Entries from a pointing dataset
Begin

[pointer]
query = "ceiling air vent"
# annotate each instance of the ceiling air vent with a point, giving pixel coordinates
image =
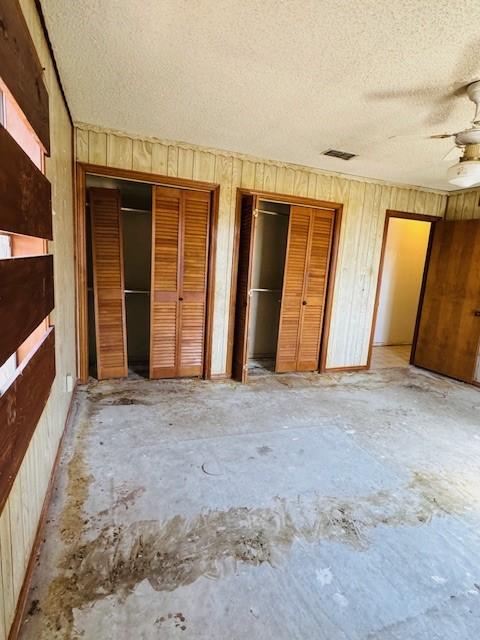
(343, 155)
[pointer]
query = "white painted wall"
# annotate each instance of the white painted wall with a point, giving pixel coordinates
(405, 253)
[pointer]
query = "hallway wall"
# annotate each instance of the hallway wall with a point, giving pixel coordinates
(365, 203)
(402, 273)
(20, 516)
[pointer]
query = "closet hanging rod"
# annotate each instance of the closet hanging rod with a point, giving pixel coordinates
(131, 210)
(273, 213)
(137, 291)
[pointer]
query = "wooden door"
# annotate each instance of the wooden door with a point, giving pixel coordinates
(304, 289)
(244, 284)
(448, 335)
(108, 283)
(180, 236)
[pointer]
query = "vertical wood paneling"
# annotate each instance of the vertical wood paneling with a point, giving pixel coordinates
(463, 205)
(248, 175)
(259, 174)
(364, 207)
(8, 591)
(185, 163)
(97, 147)
(119, 151)
(81, 145)
(142, 155)
(159, 159)
(269, 177)
(203, 166)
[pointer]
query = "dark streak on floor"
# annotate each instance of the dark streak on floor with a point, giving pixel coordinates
(180, 499)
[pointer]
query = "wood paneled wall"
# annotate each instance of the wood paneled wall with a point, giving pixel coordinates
(365, 204)
(465, 205)
(20, 516)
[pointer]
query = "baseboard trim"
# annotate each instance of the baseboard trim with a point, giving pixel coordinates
(37, 543)
(362, 367)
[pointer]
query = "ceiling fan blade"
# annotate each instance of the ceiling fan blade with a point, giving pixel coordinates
(453, 154)
(442, 136)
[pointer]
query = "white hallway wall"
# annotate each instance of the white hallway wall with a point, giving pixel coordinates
(365, 204)
(402, 273)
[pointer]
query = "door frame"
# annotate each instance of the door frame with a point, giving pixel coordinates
(391, 213)
(81, 171)
(301, 201)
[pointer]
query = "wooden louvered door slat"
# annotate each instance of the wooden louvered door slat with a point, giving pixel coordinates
(108, 280)
(180, 237)
(304, 289)
(315, 288)
(242, 306)
(164, 282)
(293, 284)
(448, 339)
(195, 213)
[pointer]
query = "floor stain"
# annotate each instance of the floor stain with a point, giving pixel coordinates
(177, 552)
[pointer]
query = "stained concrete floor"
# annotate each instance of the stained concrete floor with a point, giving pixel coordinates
(296, 507)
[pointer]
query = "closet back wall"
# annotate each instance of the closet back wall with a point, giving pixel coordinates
(365, 204)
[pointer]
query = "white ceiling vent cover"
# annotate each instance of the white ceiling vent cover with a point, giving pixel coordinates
(343, 155)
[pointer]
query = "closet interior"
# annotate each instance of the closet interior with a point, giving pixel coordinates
(284, 257)
(268, 263)
(132, 265)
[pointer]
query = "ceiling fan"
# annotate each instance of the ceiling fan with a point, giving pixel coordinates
(466, 172)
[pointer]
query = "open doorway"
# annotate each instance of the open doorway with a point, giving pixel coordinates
(402, 267)
(136, 223)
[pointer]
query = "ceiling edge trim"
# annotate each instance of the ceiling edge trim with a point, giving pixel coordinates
(85, 126)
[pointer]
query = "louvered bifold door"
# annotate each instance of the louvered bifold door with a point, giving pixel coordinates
(448, 339)
(315, 288)
(195, 212)
(304, 289)
(165, 282)
(180, 236)
(292, 295)
(244, 278)
(108, 281)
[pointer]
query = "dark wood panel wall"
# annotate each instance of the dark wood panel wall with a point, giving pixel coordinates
(26, 283)
(26, 298)
(25, 193)
(21, 70)
(21, 406)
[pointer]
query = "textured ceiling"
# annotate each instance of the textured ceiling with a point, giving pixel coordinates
(283, 80)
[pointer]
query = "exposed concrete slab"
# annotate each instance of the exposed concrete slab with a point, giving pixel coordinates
(335, 507)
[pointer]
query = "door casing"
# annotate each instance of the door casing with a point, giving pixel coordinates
(408, 216)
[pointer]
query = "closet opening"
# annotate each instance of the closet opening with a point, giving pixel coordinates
(145, 266)
(132, 270)
(286, 248)
(268, 264)
(402, 271)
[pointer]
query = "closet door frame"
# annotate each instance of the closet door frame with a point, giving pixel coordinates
(337, 208)
(82, 170)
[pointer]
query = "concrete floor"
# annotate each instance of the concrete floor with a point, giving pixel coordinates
(337, 507)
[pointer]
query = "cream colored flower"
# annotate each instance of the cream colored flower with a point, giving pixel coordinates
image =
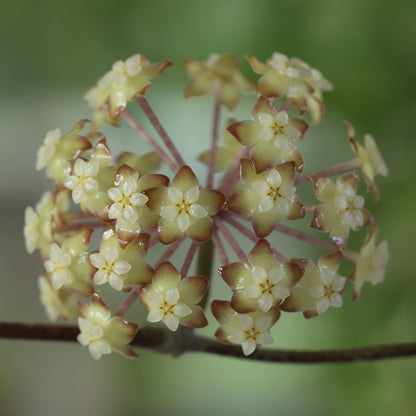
(342, 209)
(173, 300)
(125, 201)
(250, 330)
(82, 182)
(183, 207)
(58, 265)
(47, 150)
(319, 288)
(371, 263)
(110, 268)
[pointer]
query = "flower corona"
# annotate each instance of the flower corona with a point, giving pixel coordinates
(133, 209)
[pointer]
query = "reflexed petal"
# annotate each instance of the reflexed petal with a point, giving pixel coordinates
(263, 323)
(246, 322)
(266, 119)
(115, 194)
(265, 339)
(280, 292)
(129, 186)
(237, 337)
(266, 302)
(266, 203)
(138, 199)
(115, 211)
(155, 315)
(155, 298)
(259, 274)
(253, 291)
(175, 195)
(191, 195)
(183, 221)
(171, 321)
(172, 296)
(116, 282)
(71, 182)
(282, 119)
(181, 310)
(262, 187)
(322, 305)
(339, 283)
(122, 267)
(266, 134)
(248, 346)
(197, 211)
(274, 178)
(170, 212)
(111, 254)
(317, 291)
(97, 260)
(130, 214)
(335, 300)
(100, 277)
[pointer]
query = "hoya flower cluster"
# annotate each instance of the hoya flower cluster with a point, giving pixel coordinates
(106, 212)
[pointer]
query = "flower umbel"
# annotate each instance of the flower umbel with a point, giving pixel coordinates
(122, 231)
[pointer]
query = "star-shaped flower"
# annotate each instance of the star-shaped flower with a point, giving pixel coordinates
(173, 300)
(342, 208)
(58, 152)
(272, 136)
(68, 264)
(103, 333)
(82, 182)
(249, 330)
(294, 79)
(371, 263)
(40, 222)
(266, 197)
(262, 283)
(121, 267)
(124, 82)
(184, 208)
(319, 288)
(219, 71)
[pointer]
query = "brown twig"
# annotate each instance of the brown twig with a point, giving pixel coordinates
(160, 340)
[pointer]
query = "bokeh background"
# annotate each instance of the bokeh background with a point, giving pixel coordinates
(52, 52)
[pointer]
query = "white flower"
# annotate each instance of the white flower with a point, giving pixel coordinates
(268, 287)
(47, 150)
(273, 194)
(327, 291)
(82, 182)
(183, 207)
(30, 230)
(166, 308)
(58, 265)
(250, 334)
(92, 335)
(126, 199)
(110, 269)
(278, 129)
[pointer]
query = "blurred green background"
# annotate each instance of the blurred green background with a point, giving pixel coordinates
(52, 52)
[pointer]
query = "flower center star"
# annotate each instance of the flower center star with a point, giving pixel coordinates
(183, 207)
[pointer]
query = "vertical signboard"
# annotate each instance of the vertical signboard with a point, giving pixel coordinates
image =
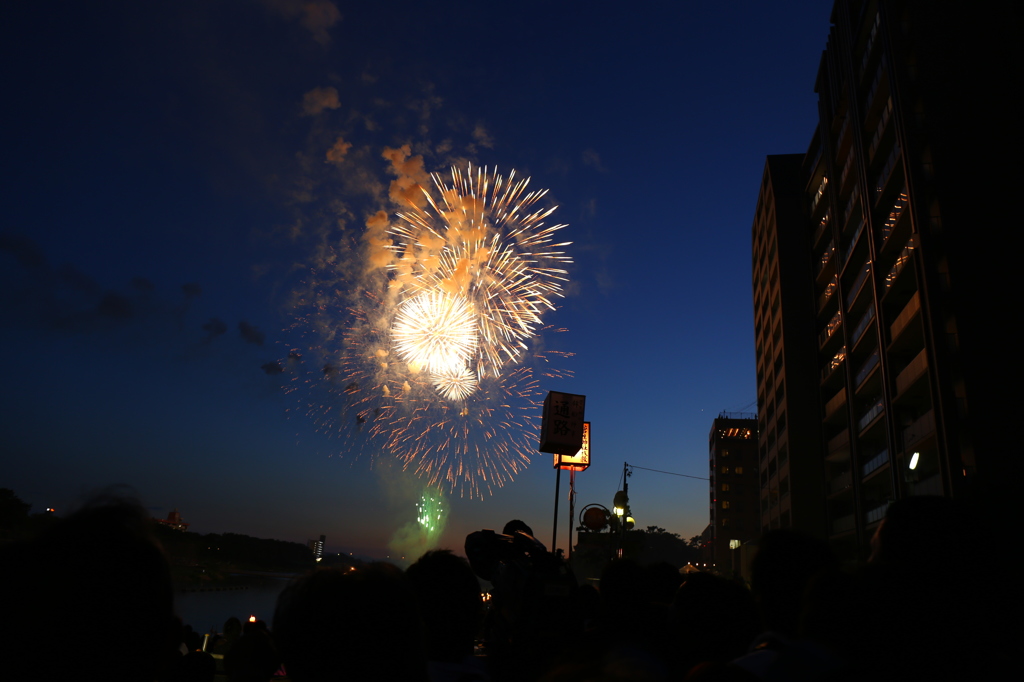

End

- _EXERCISE DETAILS_
Locate each line in the records that contains the string "streak", and copy those lines.

- _REPLY TO THE TASK_
query = "dark streak on floor"
# annotate each instance of the dark streak on floor with a point, giving pixel coordinates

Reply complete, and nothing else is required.